Task item>
Copy out each line below in which the string "woman" appears.

*** Opening of Records to use ***

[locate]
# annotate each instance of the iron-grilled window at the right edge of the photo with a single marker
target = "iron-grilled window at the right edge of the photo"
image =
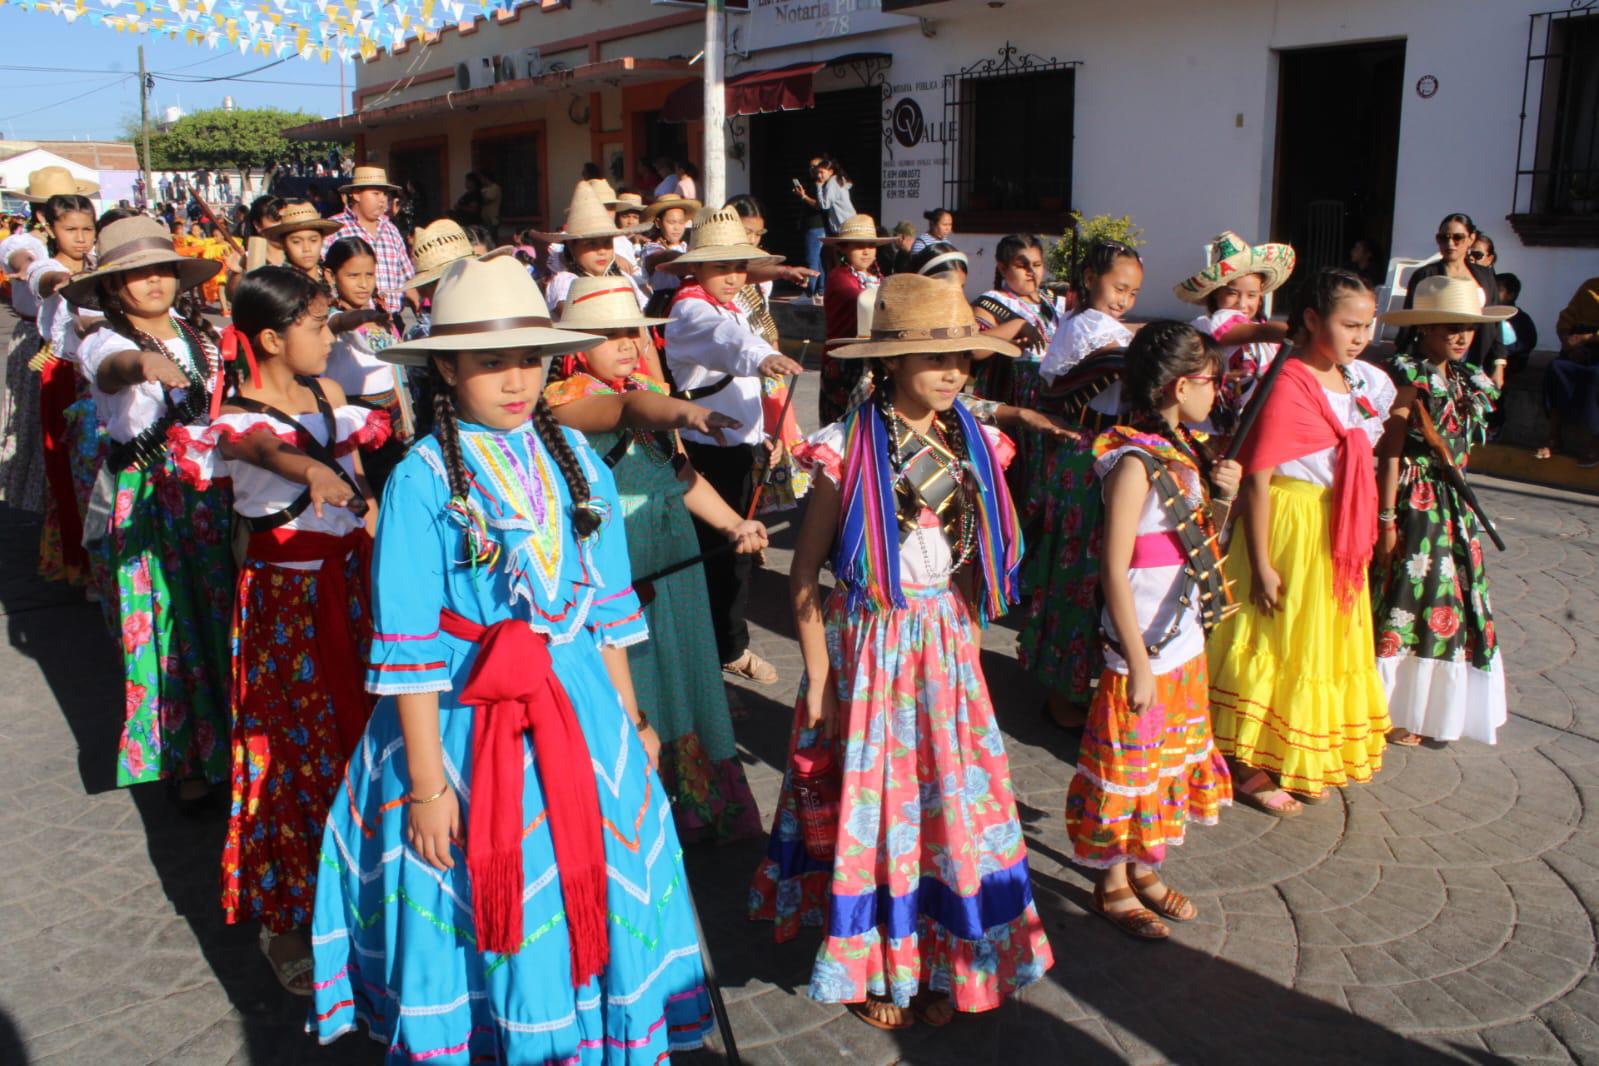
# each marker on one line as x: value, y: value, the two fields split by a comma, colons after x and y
x: 1558, y: 154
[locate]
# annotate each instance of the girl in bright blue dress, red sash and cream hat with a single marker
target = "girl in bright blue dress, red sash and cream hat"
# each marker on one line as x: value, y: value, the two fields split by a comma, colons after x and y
x: 503, y: 881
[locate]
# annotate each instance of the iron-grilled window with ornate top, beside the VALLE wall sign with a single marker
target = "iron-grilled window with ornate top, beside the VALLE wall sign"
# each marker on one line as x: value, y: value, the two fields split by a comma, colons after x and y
x: 1011, y: 164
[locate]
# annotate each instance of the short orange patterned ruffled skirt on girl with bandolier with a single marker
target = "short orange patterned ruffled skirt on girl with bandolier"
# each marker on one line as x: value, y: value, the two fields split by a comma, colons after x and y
x: 1144, y: 778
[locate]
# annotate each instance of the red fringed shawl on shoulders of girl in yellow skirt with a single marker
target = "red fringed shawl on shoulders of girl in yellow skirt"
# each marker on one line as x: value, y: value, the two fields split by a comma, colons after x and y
x: 1299, y: 421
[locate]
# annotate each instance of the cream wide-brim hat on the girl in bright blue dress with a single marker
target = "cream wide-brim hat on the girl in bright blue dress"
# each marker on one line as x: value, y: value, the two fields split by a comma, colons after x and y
x: 485, y: 304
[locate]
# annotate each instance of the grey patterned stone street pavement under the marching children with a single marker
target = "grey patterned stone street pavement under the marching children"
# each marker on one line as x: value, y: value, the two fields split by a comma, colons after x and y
x: 1443, y: 913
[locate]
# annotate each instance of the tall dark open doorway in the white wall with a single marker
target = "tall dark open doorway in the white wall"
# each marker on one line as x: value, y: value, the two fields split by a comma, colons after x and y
x: 1338, y: 153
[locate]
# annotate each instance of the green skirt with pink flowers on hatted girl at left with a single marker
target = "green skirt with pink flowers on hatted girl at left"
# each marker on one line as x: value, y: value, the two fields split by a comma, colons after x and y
x: 173, y: 563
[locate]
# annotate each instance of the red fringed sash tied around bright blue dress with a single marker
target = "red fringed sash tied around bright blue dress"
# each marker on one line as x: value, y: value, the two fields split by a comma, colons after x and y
x: 514, y: 691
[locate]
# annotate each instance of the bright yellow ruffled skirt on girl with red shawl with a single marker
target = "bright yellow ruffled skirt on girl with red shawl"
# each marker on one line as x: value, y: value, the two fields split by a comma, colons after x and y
x: 1298, y: 693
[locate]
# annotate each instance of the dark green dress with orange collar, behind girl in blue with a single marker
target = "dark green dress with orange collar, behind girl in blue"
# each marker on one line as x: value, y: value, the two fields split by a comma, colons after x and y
x: 677, y: 674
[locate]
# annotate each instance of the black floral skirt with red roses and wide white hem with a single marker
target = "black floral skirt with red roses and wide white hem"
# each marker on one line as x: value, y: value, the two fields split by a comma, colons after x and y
x: 1437, y: 648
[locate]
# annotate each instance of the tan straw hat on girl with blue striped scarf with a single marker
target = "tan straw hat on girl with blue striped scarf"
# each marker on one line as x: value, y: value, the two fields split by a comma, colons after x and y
x: 920, y: 316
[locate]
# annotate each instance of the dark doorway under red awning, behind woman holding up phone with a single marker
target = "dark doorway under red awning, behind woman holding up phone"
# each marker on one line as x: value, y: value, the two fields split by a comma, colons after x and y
x: 847, y: 125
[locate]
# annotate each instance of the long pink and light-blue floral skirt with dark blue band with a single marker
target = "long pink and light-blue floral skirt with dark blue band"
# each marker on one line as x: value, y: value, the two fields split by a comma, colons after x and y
x: 930, y: 886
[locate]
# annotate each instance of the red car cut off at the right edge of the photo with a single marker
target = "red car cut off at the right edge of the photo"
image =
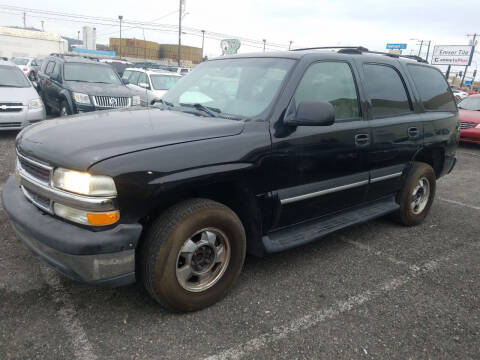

*** Close of Records to use ***

Reply to the exercise>
# annotate each instance of the dark doorway under red awning, behind woman holding up phone with a single marker
target = "dark doorway under red awning, behind woman holding up phone"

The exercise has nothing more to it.